* Document excerpt *
╭──

Imperial Japanese Navy Admirals


Imperial Japanese Navy Admirals

 

Cruiser Suzuya in 1935 during sea trials.

Cruiser Suzuya in 1935 during sea trials.

 

Historical period: Post-Restoration War

 

Yamamoto Gonnohyoe (1852-1933)

During his active service from 1879-1928, Admiral Yamamoto Gonnohyoe participated in several conflicts such as Boshin War, First Sino-Japanese War and Russo-Japanese War. He was commander of the cruisers Takao and Takachiho  His strategy toward China during the First Sino-Japanese war (1894-1895) was considered quite aggressive. Perhaps because of the participation in conflicts, he was promoted rapidly to read admiral (1895), vice admiral (1895) and Navy Minister (1898) and admiral (1904). He was also promoted to baron under the hereditary peerage of the Empire of Japan, which ruled between 1869 and 1947.

Yamamoto showed strong leadership and wise decisions when he appointed Togo Heihachiro as commander-in-chief of the Combined Fleet. At that time, Admiral Yamamoto was Minister of the Navy and Japan was involved in the Russo-Japanese War. Further promotions and honors included to become count in 1907. Then, count Yamamoto served as Prime Minister in 1913–14. Although closely vinculated to politics in the late period of his active life, Yamamoto abandoned political life completely in 1924. He died in 1933 and his grave is at the Aoyama Cemetery in Tokyo.

 

Ijuin Goro (1852-1921)

Marshal Admiral Ijuin Goro was born in Kagoshima city. He was the son of a samurai  and fought as a Satsuma samurai and foot soldier during major actions in the Boshin War (1868) . Ijuin entered the 4th class of the Imperial Japanese Naval Academy (1871), and as cadet served on vessels of the early Imperial Japanese Navy. He participated in the Taiwan Expedition (1874), the Ganghwa Island incident off Korea (1875), and the Satsuma Rebellion (1877).Surprisingly, he had international experience since he was sent to England for study in 1877 and completed courses at Royal Naval College, Greenwich. After he became Vice-Chief of the Navy General Staff during the Russo-Japanese War, he progressed quickly and successively assumed the positions of commander-in-chief of the Nihon Kaigun 2nd Fleet, the Nihon Kaigun 1st Fleet, the Combined Fleet, and then became Chief of the Imperial Japanese Navy General Staff (1909–14). He was quite fanatical about training and sailors highlighted this lack of vacation or free time in a popular song in which there are no weekends “Monday-Monday, Tuesday, Wednesday, Thursday, Friday-Friday”.

╰──

* Your tasks *
**1)** Decide whether each statement below agrees with the text on Imperial Japanese Navy admirals. For each, answer yes or no and quote the words of the text that decide it.
(a) Ijuin Goro completed courses at the Royal Naval College, Greenwich.
(b) Yamamoto Gonnohyoe stayed in political life until his death.
(c) Ijuin Goro was born in Tokyo.
**2)** Write the next part of the text on Imperial Japanese Navy admirals, picking up right after its final sentence.

* Data lines *
╭──

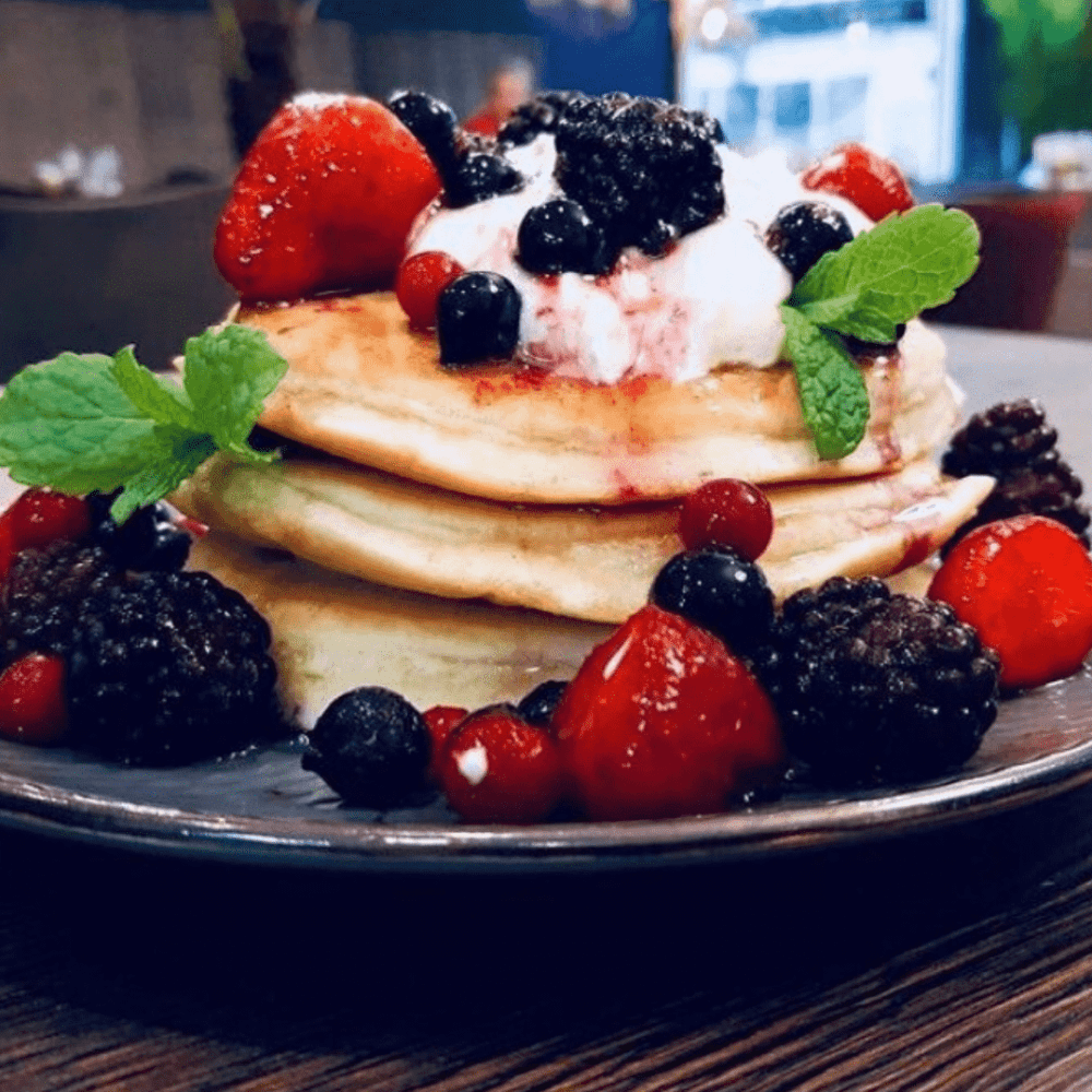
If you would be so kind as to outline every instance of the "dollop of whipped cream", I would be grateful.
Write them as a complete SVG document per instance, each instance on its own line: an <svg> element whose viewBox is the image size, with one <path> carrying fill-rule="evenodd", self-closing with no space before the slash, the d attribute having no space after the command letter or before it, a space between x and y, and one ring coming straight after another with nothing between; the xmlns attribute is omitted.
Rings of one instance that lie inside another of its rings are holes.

╰──

* Results for each task *
**1)**
(a) Yes: "completed courses at Royal Naval College, Greenwich"
(b) No: "Yamamoto abandoned political life completely in 1924."
(c) No: "Marshal Admiral Ijuin Goro was born in Kagoshima city."

**2)**
He was honored with the title of danshaku (baron) in 1907 and  promoted to admiral on 1 December 1910 and marshal-admiral (fleet admiral) on 26 May 1915. This is surprising since he was never having actually commanded a ship. His grave is at Aoyama Cemetery in Tokyo. Admiral Ijuin Matsuji was his son and he was also a navy officer and was killed during the Battle of Saipan in 1944.

 

Kawamura Sumiyoshi (1836-1904)

After studying navigation and under the rule of the new Meiji government, Kawamura Sumiyoshi became an officer in the still under development Imperial Japanese Navy, and steadily rose through the ranks. He became first Director of the Imperial Japanese Naval Academy in 1870 and taifu (senior vice minister) of Navy in 1872. He was in command of Japanese naval forces during the Taiwan Expedition of 1874.

In 1878, Kawamura became councillor and in 1884, he was ennobled with the title of count. Later serving as court councillor and Privy Councillor, in 1901 he was given responsibility for the upbringing of the newborn Prince Michi (the future Emperor Hirohito) and his younger brother Prince Chichibu (Yasuhito). In 1904, Kawamura was posthumously appointed to the rank of admiral, setting a precedent for such honors.  A mystery still involves his life since the causes of her death are still unclear nowadays.

Nakamuta Kuranosuke (1837-1916)

Nakamuta Kuranosuke was a samurai-sailor in the existing navy and captain of frigate. After the establishment of the Meiji government and the official creation of the Imperial Japanese Navy, Nakamuta was given the rank of commander (1870) and became deputy commandant of the Imperial Japanese Naval Academy. He was promoted to captain in 1871 and rear admiral the same year. He also became commandant of the Naval Academy in 1871. He was promoted to vice admiral in 1878. He was appointed Chief of the Imperial Japanese Navy General Staff in 1892, and was concurrently commandant of the Naval Staff College. He was also honored as viscount title and as a member of the Privy Council in 1894. From there, it was notorious his opposition  against the First Sino-Japanese War. Perhaps due to this, he was forced out of active duty and into the reserves in 1900 by his political rivals.  He retired in 1905 and died in 1910. His grave is at Aoyama Cemetery in Tokyo.

Enomoto Takeaki (1836-1908)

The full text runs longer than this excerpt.